What to work on:
• 1. The passage on the FBI's security initiatives describes a comprehensive career program for Security Officers. List every action that program is said to take.
• 2. Write the next part of the passage on the FBI's security initiatives, picking up after its final sentence.

Text to read:
The initial objective of this program will be to address information
systems security issues followed by an expansion to all other
elements of the Security Program.
Some of the initiatives the FBI
intends to accomplish in the future include:
- Evaluating the need for and
developing resource requests to mitigate security vulnerabilities
to a level where the risk is acceptable.
- Seeking to further consolidate
security functions within the Security Division.
- Developing a professional Security
Officer cadre through the establishment of a comprehensive career
program that identifies and hires candidates with appropriate
skills, successfully retains them via a competitive pay and reward
structure, builds expertise through appropriate training and
assignment opportunities, and prepares them to assume program
and management roles of increasing responsibility. Elements of
this initiative will include:
- Establishment of a Security
Career Service Board that focuses executive attention on all
elements of the professional Security Officer career track.
- Certification of proficiency
for security professionals and key non-security personnel, such
as system administrators, in critical job-related skills.

Listing:

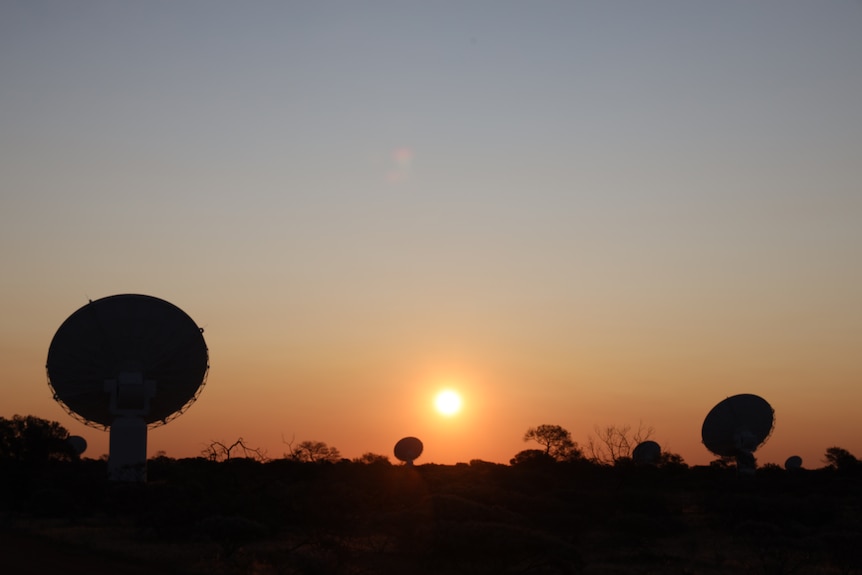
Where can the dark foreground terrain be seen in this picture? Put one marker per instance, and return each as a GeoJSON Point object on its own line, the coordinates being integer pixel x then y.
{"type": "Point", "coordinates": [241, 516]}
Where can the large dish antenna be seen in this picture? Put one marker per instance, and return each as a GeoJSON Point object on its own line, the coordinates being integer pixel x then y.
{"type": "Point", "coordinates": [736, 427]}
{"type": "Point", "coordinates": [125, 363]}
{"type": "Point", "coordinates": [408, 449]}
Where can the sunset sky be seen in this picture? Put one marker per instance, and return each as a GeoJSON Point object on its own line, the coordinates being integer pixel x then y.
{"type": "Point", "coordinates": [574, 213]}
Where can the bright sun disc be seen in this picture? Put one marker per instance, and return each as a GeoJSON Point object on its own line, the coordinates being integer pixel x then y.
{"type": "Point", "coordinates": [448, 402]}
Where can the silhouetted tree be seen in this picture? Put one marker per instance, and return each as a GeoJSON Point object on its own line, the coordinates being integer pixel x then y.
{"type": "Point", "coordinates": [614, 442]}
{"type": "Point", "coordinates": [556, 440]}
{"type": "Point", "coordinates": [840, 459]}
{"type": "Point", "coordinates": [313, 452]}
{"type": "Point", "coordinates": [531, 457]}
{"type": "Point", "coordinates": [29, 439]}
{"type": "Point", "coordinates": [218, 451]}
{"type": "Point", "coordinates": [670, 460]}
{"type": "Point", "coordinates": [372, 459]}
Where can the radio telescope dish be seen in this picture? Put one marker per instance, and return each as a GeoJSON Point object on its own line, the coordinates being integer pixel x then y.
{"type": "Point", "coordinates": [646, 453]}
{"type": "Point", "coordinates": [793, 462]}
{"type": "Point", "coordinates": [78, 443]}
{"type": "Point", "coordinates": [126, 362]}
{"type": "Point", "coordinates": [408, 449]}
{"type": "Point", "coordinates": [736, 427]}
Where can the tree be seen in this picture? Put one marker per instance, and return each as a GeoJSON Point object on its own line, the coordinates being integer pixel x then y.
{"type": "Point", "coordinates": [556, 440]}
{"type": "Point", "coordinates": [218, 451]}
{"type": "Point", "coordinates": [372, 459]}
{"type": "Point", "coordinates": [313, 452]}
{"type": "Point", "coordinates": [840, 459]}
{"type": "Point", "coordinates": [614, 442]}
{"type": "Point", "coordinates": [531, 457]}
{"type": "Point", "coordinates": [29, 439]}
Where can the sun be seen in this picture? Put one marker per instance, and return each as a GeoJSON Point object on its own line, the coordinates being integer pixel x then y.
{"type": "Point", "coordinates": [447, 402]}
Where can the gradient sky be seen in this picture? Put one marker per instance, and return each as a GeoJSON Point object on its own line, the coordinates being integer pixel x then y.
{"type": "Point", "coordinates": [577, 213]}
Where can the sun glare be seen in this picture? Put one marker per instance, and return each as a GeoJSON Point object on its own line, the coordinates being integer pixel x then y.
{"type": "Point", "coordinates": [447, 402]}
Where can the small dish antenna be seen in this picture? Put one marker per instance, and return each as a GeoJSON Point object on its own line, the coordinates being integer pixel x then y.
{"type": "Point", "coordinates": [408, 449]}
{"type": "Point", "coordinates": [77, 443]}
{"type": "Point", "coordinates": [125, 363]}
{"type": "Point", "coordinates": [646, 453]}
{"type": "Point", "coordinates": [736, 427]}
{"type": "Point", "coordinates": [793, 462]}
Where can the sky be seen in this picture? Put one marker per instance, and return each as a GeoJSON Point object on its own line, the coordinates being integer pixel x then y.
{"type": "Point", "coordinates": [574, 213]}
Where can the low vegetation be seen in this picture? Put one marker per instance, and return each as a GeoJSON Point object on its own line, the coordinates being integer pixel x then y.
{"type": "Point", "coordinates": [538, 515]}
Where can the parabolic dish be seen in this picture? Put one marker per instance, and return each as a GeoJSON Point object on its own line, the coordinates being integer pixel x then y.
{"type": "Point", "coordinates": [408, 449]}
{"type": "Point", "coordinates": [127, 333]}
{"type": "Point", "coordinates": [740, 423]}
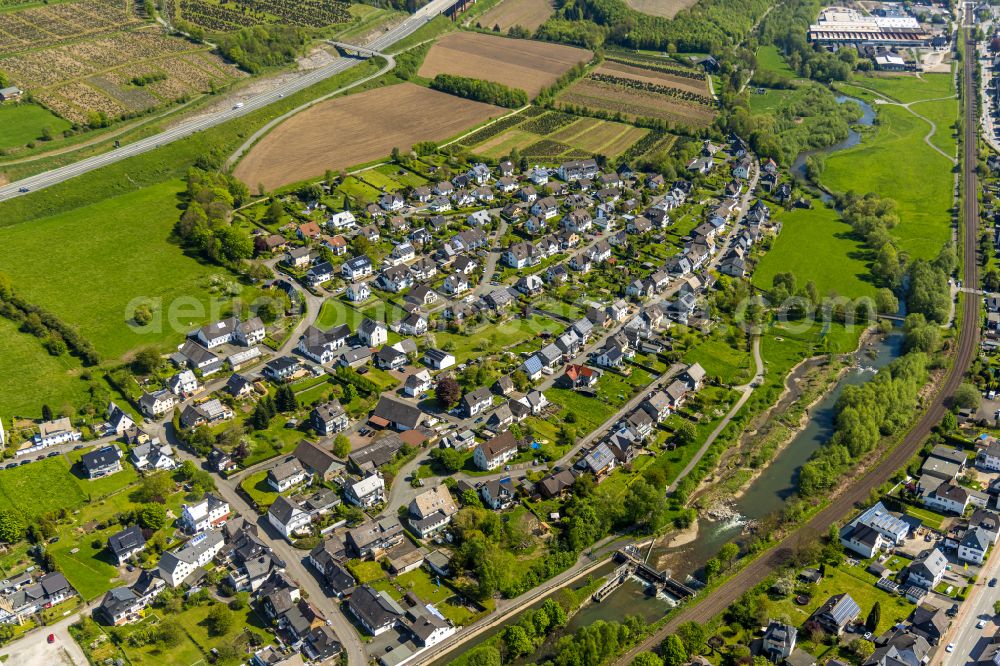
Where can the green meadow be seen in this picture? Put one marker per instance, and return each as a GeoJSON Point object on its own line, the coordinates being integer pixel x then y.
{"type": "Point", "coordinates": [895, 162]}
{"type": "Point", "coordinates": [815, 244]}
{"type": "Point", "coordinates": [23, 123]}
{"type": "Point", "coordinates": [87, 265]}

Responses to the tasks:
• 1.
- Identifies and hires candidates with appropriate skills
- Retains them via a competitive pay and reward structure
- Builds expertise through appropriate training and assignment opportunities
- Prepares them to assume program and management roles of increasing responsibility

• 2.
- Re-designing the field Security
Officer program to:
- Rely less on agents and more
on the professional Security Officer cadre we intend to build
- Restructure the field offices
so that all security responsibilities fall under the control
of the Security Officer.
- Direct more resources to the
field to support the Security Program.
- Modifying the operation of the
FBI Security Council to ensure it is propriately staffed by senior
executives and addresses security policy issues of significance
to the Bureau.
Information Systems Security: Under the earlier section addressing
the interim measures taken to enhance the computer audit procedures,
I described how Hanssen exploited ACS to compromise FBI information.
Protection of information within Bureau information systems is
a particularly critical issue. Of the 15 initiatives that comprise
the FBI's security roadmap, six directly relate to information
systems security or information assurance (IA).
The Webster Commission report
accurately points out that the FBI's information technology (IT)
recapitalization effort, Trilogy, includes funding for only the
foundational elements of IA. At rollout, Trilogy will provide
more security than the FBI's current IT backbone and the five
investigative applications it addresses, to include the ACS.
However, the goal is to develop the IA Program to be on par with
other world-class information systems security efforts. Significant
coordination has taken place between the Trilogy Program and
personnel assigned to the IA Program to ensure that the Trilogy
security architecture will support the utilization of the future
IA technologies we plan to employ, such as public key infrastructure
In order to address security
vulnerabilities impacting FBI information systems, since July
2001, the FBI:
- Established an IA Program within
the Information Resources Division.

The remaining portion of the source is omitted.